Publication

Article

Pain Management
February 2012
Volume 5
Issue 1

Opioids Are Widely Used to Treat Fibromyalgia, Despite Little Evidence of Efficacy

Author(s):

Should physicians prescribe opioids to patients suffering from pain associated with fibromyalgia. If they decide to do so, how can they tell which patients will benefit?

The use of opioids to treat fibromyalgia is soaring, but no data explain that increase. Except for a handful of small studies that demonstrated some efficacy for tramadol in the treatment of pain associated with fibromyalgia (http://1.usa.gov/zVo0tp, http://1.usa.gov/zcylAf), there has been a lack of well designed controlled trials looking into the use of opioids to treat fibromyalgia. Other studies (http://bit.ly/qRIQZ1), along with the anecdotal experience of many specialists, suggest that opioids are not effective for the vast majority of fibromyalgia patients and may worsen their condition.

Despite the lack of evidence supporting the clinical effectiveness of opioids in fibromyalgia, they are frequently incorporated into treatment for patients with this condition. A survey of 457 Canadian patients diagnosed with fibromyalgia published in October 2011 in the American Journal of Medicine found that those patients who received opioidsnearly a third of those studiedgenerally fared worse than patients who received no opioids as part of treatment (http://bit.ly/nstDVx). Indeed, opioid use among patients in this study correlated with lower education, unemployment, disability payments, current unstable psychiatric disorder, a history of substance abuse, and previous suicide attempts.

“The correlation certainly does not prove that opioids cause these negative outcomes, but such correlations should be enough to check the wholly unjustified surge in the use of strong opioids for fibromyalgia treatment. Not only is there no evidence that strong opioids do any good, there’s also a growing circumstantial case that they harm fibromyalgia patients,” says the study’s lead author, Mary-Ann Fitzcharles, MB, CHB, from the Division of Rheumatology at McGill University Health Center’s Alan Edwards Pain Management Unit.

In addition to afflicting fibromyalgia patients with the same general side effects they bring about in many long-term users (ie, dependence and the diminution of both mood and cognitive function), opioids may present special dangers in this case. Fitzcharles says that some of the side effects of opioids mimic the symptoms of fibromyalgia, symptoms like fatigue, sleep disturbance, increased pain due to hyperalgesia, and poor mood. Opioids may thus worsen the symptoms of fibromyalgia, a hypothesis that would explain some of the correlations Fitzcharles found in her study.

Individualized treatment is the key

Other pain specialists who regularly treat fibromyalgia voice similar skepticism about using opioids as a general treatment for the disease. “Opioids are very effective at treating many types of acute pain, but there’s very little evidence to suggest they’re effective at treating any type of chronic pain,” says Don Goldenberg, MD, Chief of Rheumatology at Newton-Wellesley Hospital in Massachusetts and Professor of Medicine at Tufts University School of Medicine.

◆ ◆ ◆ ◆ ◆

Tasks for this exercise —
[1] In the fibromyalgia article, how many Canadian patients took part in the survey published in the American Journal of Medicine?
[2] List every opioid side effect that, according to the fibromyalgia article, mimics a symptom of fibromyalgia.
The records have no connection to the fibromyalgia article.

Available data —

◆ ◆ ◆ ◆ ◆

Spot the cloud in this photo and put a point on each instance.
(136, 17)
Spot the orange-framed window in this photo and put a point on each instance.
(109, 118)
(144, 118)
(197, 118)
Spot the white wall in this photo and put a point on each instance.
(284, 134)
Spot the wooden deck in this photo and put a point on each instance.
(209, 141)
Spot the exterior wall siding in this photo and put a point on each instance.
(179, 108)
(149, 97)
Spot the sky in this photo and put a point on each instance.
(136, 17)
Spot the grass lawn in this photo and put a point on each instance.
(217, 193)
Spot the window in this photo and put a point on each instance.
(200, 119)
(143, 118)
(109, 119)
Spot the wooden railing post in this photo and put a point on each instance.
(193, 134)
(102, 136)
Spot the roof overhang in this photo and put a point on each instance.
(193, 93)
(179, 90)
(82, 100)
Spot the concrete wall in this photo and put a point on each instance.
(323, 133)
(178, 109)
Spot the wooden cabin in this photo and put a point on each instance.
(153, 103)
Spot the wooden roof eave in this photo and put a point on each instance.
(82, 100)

◆ ◆ ◆ ◆ ◆

Solved tasks —
[1] 457

[2]
- Fatigue
- Sleep disturbance
- Increased pain due to hyperalgesia
- Poor mood